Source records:

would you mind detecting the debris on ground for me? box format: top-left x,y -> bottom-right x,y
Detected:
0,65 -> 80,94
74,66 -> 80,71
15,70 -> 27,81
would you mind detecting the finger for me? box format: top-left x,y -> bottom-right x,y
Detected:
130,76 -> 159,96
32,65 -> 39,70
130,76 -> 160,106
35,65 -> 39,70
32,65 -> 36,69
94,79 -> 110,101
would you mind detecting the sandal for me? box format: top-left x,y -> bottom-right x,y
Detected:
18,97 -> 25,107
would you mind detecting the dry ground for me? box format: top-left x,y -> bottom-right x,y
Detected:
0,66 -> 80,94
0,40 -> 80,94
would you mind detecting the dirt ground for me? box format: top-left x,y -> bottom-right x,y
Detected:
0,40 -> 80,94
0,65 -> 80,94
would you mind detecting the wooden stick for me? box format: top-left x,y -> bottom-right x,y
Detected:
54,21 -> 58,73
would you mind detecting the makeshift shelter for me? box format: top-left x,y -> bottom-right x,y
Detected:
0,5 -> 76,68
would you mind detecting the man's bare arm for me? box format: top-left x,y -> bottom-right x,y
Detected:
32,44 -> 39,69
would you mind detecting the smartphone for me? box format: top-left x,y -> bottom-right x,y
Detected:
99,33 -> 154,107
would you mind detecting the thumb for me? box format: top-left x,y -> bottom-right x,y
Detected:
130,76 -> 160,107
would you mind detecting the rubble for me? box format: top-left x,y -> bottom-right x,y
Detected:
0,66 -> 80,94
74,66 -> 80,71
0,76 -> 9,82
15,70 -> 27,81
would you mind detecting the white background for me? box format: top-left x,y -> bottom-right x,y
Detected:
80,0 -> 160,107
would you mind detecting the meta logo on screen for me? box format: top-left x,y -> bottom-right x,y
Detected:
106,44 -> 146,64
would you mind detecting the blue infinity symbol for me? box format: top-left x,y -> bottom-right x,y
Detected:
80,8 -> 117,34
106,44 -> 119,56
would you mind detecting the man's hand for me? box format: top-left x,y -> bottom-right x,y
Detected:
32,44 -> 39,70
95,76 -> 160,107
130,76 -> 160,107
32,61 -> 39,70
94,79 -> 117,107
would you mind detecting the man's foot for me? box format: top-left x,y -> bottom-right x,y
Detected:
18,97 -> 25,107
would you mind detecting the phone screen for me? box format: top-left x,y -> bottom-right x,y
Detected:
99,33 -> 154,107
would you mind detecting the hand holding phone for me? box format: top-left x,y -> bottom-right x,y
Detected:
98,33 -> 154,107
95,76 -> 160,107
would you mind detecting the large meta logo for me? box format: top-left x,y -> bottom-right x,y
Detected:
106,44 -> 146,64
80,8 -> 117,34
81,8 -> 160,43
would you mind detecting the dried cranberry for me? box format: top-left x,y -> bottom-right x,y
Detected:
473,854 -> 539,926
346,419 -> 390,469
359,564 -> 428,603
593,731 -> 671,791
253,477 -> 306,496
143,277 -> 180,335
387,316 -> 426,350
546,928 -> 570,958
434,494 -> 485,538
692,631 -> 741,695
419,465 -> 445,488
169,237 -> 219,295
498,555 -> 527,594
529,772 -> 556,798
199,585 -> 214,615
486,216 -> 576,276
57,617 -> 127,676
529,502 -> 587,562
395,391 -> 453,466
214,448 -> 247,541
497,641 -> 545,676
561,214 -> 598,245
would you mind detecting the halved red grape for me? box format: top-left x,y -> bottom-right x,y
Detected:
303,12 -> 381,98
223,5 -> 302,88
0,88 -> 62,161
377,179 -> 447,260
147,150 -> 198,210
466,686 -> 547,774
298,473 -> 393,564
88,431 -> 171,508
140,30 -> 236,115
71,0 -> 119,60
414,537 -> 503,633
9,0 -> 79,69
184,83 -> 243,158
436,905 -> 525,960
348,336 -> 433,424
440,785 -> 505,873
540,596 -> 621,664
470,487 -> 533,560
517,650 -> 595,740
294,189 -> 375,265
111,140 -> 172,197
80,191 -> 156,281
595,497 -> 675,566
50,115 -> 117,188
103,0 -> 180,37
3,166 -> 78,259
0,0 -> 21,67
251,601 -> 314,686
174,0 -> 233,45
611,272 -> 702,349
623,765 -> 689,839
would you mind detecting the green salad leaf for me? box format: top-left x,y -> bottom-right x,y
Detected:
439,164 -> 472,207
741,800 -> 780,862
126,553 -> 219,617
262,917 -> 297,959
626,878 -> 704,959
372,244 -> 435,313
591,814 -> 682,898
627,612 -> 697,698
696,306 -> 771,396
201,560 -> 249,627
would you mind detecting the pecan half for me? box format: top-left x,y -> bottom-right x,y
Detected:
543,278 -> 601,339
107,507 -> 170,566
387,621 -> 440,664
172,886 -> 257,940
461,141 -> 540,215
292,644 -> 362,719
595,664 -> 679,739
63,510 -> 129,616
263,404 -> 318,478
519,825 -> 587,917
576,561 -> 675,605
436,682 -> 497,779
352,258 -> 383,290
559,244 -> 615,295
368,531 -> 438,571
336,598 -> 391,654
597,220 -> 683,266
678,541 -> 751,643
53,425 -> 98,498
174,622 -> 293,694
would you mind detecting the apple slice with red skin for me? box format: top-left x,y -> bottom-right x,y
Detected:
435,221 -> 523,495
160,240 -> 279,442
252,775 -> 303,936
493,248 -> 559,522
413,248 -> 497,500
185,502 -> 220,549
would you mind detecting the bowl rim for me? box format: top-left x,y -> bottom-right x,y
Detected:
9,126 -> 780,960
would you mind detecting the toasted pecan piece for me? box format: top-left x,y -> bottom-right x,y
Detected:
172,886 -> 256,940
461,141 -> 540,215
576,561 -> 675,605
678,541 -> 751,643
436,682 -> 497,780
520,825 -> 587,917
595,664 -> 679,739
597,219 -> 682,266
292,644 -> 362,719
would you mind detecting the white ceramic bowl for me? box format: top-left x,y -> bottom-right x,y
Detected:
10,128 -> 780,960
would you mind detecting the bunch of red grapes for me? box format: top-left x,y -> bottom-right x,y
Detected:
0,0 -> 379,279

Exercise instructions: Set down, unchanged, only those lines above that fall between the line with "would you mind detecting the pecan" and the line with "would you mind detecting the toasted", the two end lines included.

Task solution:
would you mind detecting the pecan half for me? box format: top-left x,y -> bottom-right x,y
Detected:
543,278 -> 601,339
107,507 -> 170,566
387,621 -> 440,664
172,886 -> 257,940
461,141 -> 540,215
292,644 -> 362,719
595,664 -> 679,739
63,510 -> 129,616
263,404 -> 318,478
519,825 -> 587,917
576,561 -> 675,605
436,682 -> 497,779
352,258 -> 383,290
559,244 -> 615,295
368,531 -> 438,571
336,598 -> 391,654
597,220 -> 683,266
678,541 -> 751,643
53,425 -> 98,498
174,622 -> 293,694
would you mind detecting the apple slice with red skin for me? box format: top-left x,y -> bottom-right x,y
Detected:
435,221 -> 523,495
160,240 -> 279,442
252,775 -> 303,936
493,248 -> 559,522
413,248 -> 497,500
185,502 -> 220,549
would you mind detecting the bowl rim for me? box format: top-left x,y -> bottom-right x,y
Detected:
9,126 -> 780,960
would you mind detecting the toasted pecan piece for me? box format: top-left x,y -> bottom-right x,y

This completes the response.